____ EXTRACTED ENTRIES

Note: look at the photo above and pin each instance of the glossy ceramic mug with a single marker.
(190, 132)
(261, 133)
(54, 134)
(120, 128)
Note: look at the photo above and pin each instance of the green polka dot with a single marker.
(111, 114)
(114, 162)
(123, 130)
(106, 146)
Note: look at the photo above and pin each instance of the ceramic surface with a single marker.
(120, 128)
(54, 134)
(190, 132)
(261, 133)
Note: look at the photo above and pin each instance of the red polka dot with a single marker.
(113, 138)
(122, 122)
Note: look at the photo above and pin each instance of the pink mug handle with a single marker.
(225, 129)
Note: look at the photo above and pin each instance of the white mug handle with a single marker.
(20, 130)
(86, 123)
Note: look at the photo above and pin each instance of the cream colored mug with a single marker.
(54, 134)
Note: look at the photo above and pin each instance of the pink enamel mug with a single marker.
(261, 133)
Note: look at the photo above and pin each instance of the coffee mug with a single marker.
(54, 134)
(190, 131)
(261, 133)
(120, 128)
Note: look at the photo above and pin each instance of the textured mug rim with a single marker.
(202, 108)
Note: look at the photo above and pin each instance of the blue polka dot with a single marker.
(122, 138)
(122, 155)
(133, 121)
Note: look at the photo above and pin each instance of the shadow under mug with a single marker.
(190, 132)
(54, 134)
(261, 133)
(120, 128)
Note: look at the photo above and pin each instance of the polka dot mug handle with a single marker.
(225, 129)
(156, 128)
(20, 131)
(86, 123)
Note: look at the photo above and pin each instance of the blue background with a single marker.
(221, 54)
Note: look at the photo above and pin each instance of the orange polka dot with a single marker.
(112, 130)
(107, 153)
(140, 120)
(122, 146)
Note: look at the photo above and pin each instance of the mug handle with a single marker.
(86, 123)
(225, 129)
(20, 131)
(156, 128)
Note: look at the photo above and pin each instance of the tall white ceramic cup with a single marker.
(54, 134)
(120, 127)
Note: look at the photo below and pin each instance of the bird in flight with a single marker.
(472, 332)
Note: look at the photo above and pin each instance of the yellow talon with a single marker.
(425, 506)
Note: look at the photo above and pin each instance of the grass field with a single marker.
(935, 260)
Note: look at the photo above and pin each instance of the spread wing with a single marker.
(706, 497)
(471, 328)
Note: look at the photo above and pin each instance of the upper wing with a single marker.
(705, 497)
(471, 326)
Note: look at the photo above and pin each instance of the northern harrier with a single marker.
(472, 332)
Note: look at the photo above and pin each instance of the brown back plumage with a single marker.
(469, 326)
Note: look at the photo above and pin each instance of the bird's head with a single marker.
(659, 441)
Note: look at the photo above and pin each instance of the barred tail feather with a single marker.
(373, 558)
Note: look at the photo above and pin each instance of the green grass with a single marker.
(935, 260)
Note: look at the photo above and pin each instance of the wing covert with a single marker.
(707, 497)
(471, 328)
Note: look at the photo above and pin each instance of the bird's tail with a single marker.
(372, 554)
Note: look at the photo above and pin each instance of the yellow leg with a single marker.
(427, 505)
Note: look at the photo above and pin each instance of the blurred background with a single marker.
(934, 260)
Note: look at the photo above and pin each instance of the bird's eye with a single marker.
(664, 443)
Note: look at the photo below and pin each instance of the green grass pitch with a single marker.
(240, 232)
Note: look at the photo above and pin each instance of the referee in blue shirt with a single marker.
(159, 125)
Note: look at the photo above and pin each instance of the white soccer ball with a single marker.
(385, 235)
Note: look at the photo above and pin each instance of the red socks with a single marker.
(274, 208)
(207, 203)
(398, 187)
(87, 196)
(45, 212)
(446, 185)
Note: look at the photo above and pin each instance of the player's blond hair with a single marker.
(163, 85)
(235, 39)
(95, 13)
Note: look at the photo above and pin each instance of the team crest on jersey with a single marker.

________

▸ THE REQUEST
Can you print all of the material above again, every line the same, with nothing changed?

▸ WRITTEN RESPONSE
Note: look at the photo above and pin each instance of the glossy ceramic mug with a single marker.
(190, 132)
(261, 133)
(54, 134)
(120, 128)
Note: look at the photo above and pin each instance of the green polka dot with a single marker.
(111, 114)
(114, 162)
(123, 130)
(106, 146)
Note: look at the photo above and pin each instance of the ceramic surface with a single marker.
(120, 128)
(54, 134)
(190, 132)
(261, 133)
Note: look at the photo above and pin each instance of the red polka dot with a single marker.
(113, 138)
(122, 122)
Note: look at the photo above and pin each instance of the pink mug handle with a single marker.
(225, 129)
Note: look at the photo above and pin each instance of the white mug handle with a single marker.
(20, 130)
(86, 123)
Note: look at the photo above and pin each instance of the cream colored mug with a single marker.
(54, 134)
Note: look at the photo above and pin each instance of the pink enamel mug with a single marker.
(261, 133)
Note: look at the photo above and pin each instance of the coffee mug with a single marker.
(54, 134)
(190, 131)
(261, 133)
(120, 128)
Note: look at the photo above and pin each instance of the textured mug rim with a single marker.
(202, 108)
Note: look at the photo above and pin each instance of the blue polka dot with a single marker.
(122, 138)
(122, 155)
(133, 121)
Note: look at the photo above and pin each instance of the shadow under mug with a single marker.
(190, 132)
(54, 134)
(261, 133)
(120, 128)
Note: look at the photo above and pin each instance of the polka dot mug handle with a single marker.
(225, 129)
(156, 128)
(20, 131)
(86, 123)
Note: look at the photo above and pin each instance of the blue background with a single marker.
(221, 54)
Note: look at the photo above and pin each instance of the orange polka dot with a single marker.
(112, 130)
(107, 153)
(140, 120)
(122, 146)
Note: look at the photo above and pin each instance of the mug handle with a single marker.
(86, 123)
(225, 129)
(20, 131)
(156, 128)
Note: look at the photo above and pin each instance of the tall white ceramic cup with a single marker.
(54, 134)
(120, 127)
Note: look at the photo below and pin each instance of the bird in flight with a single marker.
(472, 332)
Note: look at the photo above and pin each instance of the yellow talon with a single marker.
(425, 506)
Note: look at the photo above and pin each instance of the grass field with a single marker.
(935, 260)
Note: look at the photo above and pin each instance of the spread wing with a single marker.
(706, 497)
(471, 328)
Note: look at the photo above and pin each instance of the upper wing with a single marker.
(705, 497)
(471, 326)
Note: look at the photo above and pin each instance of the northern harrier with a single marker.
(472, 332)
Note: look at the photo above and pin each instance of the brown back plumage with a single marker.
(469, 326)
Note: look at the photo above and pin each instance of the bird's head with a single marker.
(659, 441)
Note: look at the photo above and pin each instance of the barred tail feather with a single marker.
(373, 558)
Note: look at the photo above and pin each instance of the green grass with a single marker.
(935, 260)
Note: look at the photo above and pin each instance of the wing covert with a single marker.
(707, 497)
(471, 328)
Note: look at the photo above and pin each instance of the bird's tail with a single marker.
(372, 554)
Note: look at the photo above and pin each instance of the yellow leg with a single marker.
(427, 505)
Note: look at the photo above and pin each instance of the blurred background with a single marker.
(934, 260)
Note: look at the photo above and pin each instance of the bird's eye with a single marker.
(664, 443)
Note: look at the photo below and pin each instance of the green grass pitch with a single marker.
(240, 232)
Note: look at the photo above and pin each instance of the referee in blue shirt with a single marker.
(159, 125)
Note: look at the photo above and pin each instance of the white soccer ball with a single marker.
(385, 235)
Note: look at the photo above and pin each instance of the red socks with a single marker.
(274, 208)
(207, 203)
(398, 187)
(87, 196)
(45, 212)
(446, 185)
Note: look at the photo above and pin each instance of the player's blond hair with a single marker.
(163, 85)
(235, 39)
(95, 13)
Note: look at the photo above and pin each instance of the team crest on jersey with a single marker.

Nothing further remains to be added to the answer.